**Exercise inputs:**
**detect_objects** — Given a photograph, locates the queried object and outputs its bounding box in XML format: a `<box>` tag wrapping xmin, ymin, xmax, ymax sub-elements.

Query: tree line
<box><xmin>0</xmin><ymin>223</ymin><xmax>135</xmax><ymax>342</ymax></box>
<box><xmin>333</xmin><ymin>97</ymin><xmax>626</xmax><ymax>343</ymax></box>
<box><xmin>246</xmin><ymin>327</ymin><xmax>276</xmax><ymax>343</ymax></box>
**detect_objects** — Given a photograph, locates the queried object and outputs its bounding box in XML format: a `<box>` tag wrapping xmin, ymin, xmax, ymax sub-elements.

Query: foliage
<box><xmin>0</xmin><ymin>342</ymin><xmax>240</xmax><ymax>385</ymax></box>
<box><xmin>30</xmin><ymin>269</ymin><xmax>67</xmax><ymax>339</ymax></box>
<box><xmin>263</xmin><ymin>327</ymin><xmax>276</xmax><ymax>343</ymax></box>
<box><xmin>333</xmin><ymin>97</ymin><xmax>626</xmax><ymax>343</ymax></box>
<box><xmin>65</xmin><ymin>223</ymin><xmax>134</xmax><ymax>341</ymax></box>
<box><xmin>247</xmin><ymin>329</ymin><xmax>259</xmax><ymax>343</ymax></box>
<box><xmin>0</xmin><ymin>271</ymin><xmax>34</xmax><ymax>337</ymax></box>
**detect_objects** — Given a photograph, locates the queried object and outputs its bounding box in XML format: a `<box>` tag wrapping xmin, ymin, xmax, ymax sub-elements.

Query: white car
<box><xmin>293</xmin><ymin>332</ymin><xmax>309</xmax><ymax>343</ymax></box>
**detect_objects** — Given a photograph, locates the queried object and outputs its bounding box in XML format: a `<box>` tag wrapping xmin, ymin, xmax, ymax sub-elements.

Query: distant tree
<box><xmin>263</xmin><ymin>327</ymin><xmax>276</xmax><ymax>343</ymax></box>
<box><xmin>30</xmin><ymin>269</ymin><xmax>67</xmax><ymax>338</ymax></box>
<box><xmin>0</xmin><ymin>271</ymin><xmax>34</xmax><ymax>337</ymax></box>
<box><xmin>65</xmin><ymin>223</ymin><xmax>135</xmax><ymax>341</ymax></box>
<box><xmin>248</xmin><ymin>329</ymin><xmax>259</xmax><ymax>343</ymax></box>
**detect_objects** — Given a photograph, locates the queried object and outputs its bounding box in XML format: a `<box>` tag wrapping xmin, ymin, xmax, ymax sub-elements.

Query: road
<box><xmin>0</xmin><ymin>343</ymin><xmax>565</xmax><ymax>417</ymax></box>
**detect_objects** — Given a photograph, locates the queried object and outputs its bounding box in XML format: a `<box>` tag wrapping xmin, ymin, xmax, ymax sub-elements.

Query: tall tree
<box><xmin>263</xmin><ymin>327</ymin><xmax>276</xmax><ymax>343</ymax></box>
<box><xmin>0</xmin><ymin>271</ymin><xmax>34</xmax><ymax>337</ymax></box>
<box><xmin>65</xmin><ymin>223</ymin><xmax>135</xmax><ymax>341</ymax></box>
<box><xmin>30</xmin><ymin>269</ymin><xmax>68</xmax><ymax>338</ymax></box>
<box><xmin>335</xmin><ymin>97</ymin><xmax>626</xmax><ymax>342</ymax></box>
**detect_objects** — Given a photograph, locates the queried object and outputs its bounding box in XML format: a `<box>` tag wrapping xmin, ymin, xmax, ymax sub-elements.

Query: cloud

**Instructions for the task:**
Extract each line from the records above that contains the string "Query".

**The solution:**
Query: tree line
Query: foliage
Query: white car
Query: distant tree
Query: road
Query: tall tree
Query: cloud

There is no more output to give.